→ THE PROBLEM
The entries that follow need to be returned without any alteration.

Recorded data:
※

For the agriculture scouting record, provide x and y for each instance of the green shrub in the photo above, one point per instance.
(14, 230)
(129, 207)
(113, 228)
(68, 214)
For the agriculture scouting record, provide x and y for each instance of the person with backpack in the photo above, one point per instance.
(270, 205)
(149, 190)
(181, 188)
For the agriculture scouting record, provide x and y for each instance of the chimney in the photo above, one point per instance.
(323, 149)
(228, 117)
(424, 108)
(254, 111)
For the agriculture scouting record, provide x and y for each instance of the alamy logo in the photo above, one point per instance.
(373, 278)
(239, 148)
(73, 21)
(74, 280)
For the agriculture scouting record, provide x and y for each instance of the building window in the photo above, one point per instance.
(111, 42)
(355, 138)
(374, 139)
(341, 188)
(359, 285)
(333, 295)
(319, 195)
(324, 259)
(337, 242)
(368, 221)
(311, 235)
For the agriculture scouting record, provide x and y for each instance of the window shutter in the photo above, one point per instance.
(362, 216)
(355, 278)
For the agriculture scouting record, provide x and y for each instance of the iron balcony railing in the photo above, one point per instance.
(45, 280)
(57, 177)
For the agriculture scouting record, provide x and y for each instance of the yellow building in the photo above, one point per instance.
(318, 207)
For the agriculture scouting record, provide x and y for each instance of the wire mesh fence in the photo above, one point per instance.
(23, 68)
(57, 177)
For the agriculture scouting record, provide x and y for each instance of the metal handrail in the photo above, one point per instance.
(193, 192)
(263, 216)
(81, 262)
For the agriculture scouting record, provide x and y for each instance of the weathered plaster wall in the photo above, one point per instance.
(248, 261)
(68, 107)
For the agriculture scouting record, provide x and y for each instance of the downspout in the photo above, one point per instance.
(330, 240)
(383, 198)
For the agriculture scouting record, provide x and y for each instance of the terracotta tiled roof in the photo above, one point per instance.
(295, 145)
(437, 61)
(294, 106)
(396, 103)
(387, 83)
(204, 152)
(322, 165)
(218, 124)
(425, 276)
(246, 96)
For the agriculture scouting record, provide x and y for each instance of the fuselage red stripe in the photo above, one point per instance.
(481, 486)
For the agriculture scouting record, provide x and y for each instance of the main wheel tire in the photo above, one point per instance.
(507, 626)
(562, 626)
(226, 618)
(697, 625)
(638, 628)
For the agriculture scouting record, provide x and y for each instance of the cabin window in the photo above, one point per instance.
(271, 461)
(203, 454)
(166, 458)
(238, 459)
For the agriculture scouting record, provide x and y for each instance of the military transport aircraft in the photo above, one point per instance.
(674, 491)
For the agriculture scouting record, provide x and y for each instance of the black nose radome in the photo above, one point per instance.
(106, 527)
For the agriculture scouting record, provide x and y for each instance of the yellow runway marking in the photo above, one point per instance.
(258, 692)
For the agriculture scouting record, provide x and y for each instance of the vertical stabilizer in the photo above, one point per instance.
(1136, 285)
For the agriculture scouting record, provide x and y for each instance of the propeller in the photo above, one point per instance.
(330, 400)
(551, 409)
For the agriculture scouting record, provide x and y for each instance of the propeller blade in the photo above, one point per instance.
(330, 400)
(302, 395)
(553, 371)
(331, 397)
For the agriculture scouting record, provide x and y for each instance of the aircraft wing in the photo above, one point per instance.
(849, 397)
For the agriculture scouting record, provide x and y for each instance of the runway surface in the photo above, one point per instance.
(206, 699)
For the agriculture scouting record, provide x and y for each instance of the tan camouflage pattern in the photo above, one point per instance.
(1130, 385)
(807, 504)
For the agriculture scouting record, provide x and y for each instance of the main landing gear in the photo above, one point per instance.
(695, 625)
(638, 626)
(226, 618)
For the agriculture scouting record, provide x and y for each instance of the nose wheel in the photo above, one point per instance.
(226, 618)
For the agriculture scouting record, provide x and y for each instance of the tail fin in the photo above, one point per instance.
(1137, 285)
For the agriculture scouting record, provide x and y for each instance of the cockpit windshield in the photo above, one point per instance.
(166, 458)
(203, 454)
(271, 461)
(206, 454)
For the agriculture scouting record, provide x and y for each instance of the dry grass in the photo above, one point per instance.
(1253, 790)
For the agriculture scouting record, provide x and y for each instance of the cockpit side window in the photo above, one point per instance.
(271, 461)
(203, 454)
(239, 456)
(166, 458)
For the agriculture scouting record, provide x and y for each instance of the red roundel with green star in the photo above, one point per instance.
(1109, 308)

※

→ RESULT BELOW
For the agriculture scouting record, provide x and y for each instance of the green shrub in the photo above, one point per instance.
(14, 230)
(129, 207)
(113, 228)
(68, 214)
For the agriculture scouting record, provide x and y for each instance of the person with backpack in the photo above, one point per instance.
(270, 205)
(149, 190)
(181, 188)
For the agriculture scouting record, provide x and y for each instance of the chimney in the photo above, one point per instance.
(323, 149)
(228, 117)
(424, 108)
(254, 111)
For the agriculture scouting record, provide x and y for each instance of the alamy logo in the photo above, one point per instance.
(373, 278)
(239, 148)
(73, 21)
(74, 280)
For the agriculture scouting record, provide x and y for each instance of the building window in the photo above, one point per instance.
(111, 42)
(355, 138)
(374, 139)
(341, 188)
(359, 285)
(333, 295)
(319, 195)
(324, 259)
(337, 242)
(368, 221)
(311, 235)
For the agriculture scouting record, provide x and y for each instance of the window shutter in the photo above, one point per instance.
(362, 216)
(355, 278)
For the agriculture scouting record, provide x and y for each instance of the iron balcony railing in the photo above, one point per instance.
(45, 280)
(57, 177)
For the agriculture scouting record, provide x and y for each instance of the yellow building in the photo above, one point per instance.
(318, 207)
For the agriculture scouting record, provide x and y for each instance of the wire mesh fence in the photo above, one point per instance.
(23, 68)
(57, 177)
For the agriculture scouting record, provide x and y for each instance of the metal handrail in the photo above, one point per instance.
(193, 192)
(263, 216)
(81, 262)
For the agriculture scouting record, provide x and y for each instance of the weathered plaster wall in the photo above, one point per instance.
(248, 261)
(68, 107)
For the agriculture scouting record, provide x and y for each instance of the downspout in the photo above, one point per instance.
(330, 240)
(383, 198)
For the agriculture scouting record, provide x and y for each instance of the terracotta tiled roof in the photo above, one point per instance.
(295, 145)
(437, 61)
(294, 106)
(396, 103)
(387, 83)
(204, 152)
(322, 165)
(218, 124)
(425, 276)
(246, 96)
For the agriculture scouting record, provide x and y for each instance of the fuselage red stripe in the photo above, one point per instance.
(481, 486)
For the agriculture scouting record, provide x and y for each instance of the main wheel tire in the photo above, one point per instance.
(507, 626)
(562, 626)
(226, 618)
(697, 625)
(638, 628)
For the agriculture scouting record, provide x and y for each instance of the cabin window in the photo above, one point per instance.
(271, 461)
(203, 454)
(166, 458)
(238, 459)
For the agriculture scouting record, provide x and y for each instance of the military transport aircraft in the photo above, one point per instance.
(674, 491)
For the agriculture scouting record, provide x and y for each instance of the black nose radome in the photo above, one point per instance.
(106, 527)
For the agriculture scouting record, provide x and y for each instance of the yellow runway marking in the photo above, one point per instance.
(258, 692)
For the agriculture scouting record, provide x and y for each instance of the vertical stabilizer in the photo above, one point per instance.
(1136, 285)
For the agriculture scouting record, provide x and y for each instance of the propeller in the photo above, one point per instance.
(330, 400)
(551, 409)
For the agriculture scouting record, provide x and y for each instance of the propeller blade in the photo above, one point per instance.
(330, 400)
(302, 395)
(553, 371)
(331, 397)
For the agriculture scouting record, provide x and y for each instance of the aircraft wing in the photo above, one point per instance.
(849, 397)
For the agriculture scouting record, provide x and y for each instance of the runway surface in the photo above, one point per instance.
(206, 699)
For the agriculture scouting record, provide x and y for each instance of the tan camouflage pattern in the photo above, one point per instance.
(1130, 385)
(807, 504)
For the agriculture scouting record, provide x and y for each instance of the main landing gear in the photo above, one point per instance.
(695, 625)
(638, 626)
(226, 618)
For the agriculture scouting record, provide x and y for each instance of the nose wheel in the photo above, one point per instance.
(226, 618)
For the agriculture scouting record, provide x and y for each instance of the tail fin in the photo above, one point per instance.
(1137, 285)
For the agriculture scouting record, provide x and y for each instance of the cockpit windshield in the photo above, one point per instance.
(166, 458)
(203, 454)
(271, 461)
(206, 454)
For the agriculture scouting record, provide x and y for each instance of the dry grass in the photo above, one point per instance.
(1253, 790)
For the agriculture scouting record, provide x and y for each instance of the cockpit side window in the photo above, one point per instance.
(271, 461)
(203, 454)
(239, 456)
(166, 458)
For the agriculture scouting record, provide x and y for each instance of the red roundel with green star in the photo above, one point per instance.
(1109, 308)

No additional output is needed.